Lines of data:
########################################
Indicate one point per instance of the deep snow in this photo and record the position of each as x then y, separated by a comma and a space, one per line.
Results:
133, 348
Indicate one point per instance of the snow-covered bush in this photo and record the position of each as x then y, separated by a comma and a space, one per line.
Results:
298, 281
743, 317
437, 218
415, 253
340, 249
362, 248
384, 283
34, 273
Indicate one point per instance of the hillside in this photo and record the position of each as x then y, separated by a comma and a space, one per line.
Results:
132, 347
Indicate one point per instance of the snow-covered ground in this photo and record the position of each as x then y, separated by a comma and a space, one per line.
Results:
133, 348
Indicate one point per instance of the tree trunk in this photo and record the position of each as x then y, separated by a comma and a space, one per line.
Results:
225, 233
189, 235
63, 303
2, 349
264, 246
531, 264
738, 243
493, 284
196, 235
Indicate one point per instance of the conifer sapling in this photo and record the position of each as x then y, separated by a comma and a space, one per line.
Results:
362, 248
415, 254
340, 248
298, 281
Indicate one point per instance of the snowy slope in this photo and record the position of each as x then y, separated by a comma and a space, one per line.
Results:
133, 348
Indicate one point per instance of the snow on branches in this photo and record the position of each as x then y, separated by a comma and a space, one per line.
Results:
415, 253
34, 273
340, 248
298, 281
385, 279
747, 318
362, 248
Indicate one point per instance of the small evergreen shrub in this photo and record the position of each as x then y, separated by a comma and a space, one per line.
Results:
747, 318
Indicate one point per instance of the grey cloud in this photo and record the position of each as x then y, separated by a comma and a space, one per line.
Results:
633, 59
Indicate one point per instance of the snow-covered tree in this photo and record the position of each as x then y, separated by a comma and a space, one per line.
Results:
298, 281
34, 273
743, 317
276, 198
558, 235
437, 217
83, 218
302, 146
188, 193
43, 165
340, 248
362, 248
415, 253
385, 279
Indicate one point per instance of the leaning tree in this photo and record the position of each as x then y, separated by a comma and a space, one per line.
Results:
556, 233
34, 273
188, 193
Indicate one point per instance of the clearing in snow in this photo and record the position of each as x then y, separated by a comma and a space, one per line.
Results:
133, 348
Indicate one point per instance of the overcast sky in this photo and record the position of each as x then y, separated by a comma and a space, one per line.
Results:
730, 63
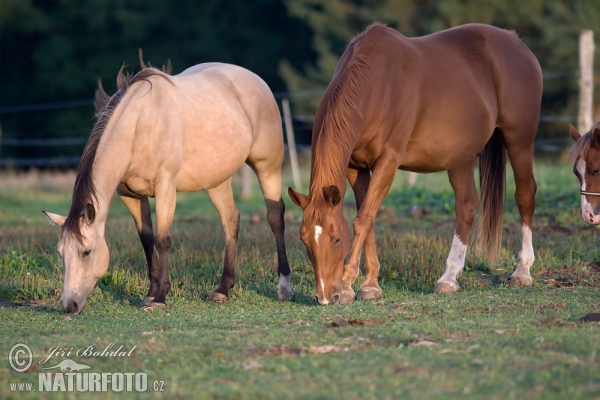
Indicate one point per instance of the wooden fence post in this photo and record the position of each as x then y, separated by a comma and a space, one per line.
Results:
586, 81
287, 117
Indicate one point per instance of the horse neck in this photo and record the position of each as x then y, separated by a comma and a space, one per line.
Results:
111, 162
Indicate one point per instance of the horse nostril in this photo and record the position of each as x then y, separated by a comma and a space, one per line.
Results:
71, 307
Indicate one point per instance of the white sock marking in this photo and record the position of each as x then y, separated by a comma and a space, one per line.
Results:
318, 231
285, 282
455, 261
586, 207
526, 255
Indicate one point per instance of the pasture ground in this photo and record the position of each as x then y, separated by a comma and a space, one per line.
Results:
487, 341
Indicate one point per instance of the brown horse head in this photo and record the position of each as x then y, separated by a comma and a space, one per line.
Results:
326, 235
586, 159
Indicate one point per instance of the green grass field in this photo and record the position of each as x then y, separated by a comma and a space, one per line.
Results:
489, 340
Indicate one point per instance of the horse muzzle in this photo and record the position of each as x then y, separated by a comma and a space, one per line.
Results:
73, 304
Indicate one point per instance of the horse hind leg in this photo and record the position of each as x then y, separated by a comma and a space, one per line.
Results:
269, 177
139, 207
521, 159
222, 199
463, 182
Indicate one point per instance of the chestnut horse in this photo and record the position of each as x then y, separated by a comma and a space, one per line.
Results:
585, 155
424, 104
160, 134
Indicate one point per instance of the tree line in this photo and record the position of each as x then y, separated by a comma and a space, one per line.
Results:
56, 50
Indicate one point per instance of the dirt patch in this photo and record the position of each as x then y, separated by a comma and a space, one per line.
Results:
593, 317
569, 276
30, 304
355, 322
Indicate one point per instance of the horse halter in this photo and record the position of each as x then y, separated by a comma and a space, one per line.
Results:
586, 193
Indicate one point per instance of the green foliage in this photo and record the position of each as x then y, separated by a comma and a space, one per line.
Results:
487, 341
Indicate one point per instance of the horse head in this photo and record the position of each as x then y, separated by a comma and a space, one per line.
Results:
84, 256
586, 157
326, 235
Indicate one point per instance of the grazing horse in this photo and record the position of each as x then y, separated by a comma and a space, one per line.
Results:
585, 155
160, 134
424, 104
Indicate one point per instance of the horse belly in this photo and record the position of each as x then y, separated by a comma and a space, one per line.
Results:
447, 152
209, 163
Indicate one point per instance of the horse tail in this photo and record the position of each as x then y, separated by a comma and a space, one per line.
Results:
492, 178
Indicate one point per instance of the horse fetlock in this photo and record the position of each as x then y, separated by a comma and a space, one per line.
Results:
147, 301
347, 296
446, 287
370, 292
285, 294
284, 289
157, 305
217, 297
520, 279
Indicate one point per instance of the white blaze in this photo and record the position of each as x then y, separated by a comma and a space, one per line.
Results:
318, 231
586, 207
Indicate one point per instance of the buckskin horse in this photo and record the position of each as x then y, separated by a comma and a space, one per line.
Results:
159, 134
585, 155
424, 104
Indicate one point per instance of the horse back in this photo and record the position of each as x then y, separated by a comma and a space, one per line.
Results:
438, 97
########################################
PROBLEM DETAILS:
Print exactly the lines from the one with "Indicate one point per instance of the horse belly" through the end of the data, inclusive.

RESULT FOR THIS EXERCISE:
Indicate one point per instance of the horse belly in this photo and record the position of each as x then y, separated by a comma and a space, one per line.
Results:
447, 152
209, 163
Indicate one point per instance of the horse tail in this photo and record the position of each as x then y, separated by a comma and a space, one per line.
Results:
492, 178
Indicate one point per instance of the horse fetlock in this photo and record the position of each as x then y, separated by a comma and a space, one per line.
Results:
147, 301
347, 296
446, 287
370, 292
285, 294
284, 289
157, 305
217, 297
520, 279
Indicate one point per instance of the white blaze in this photo and record the position of each as x then y, separated by a comma and a space, one per line.
Results:
318, 231
586, 207
Indicate one point per instance of the buckskin horse in this photo and record the position of each as x then y, separated by a comma and a space, one per line.
Results:
159, 134
585, 155
424, 104
Indicate one point per instance of the horse back in this photo and record the position of each as x then y, separated by a comma and a space, one per line.
Results:
438, 97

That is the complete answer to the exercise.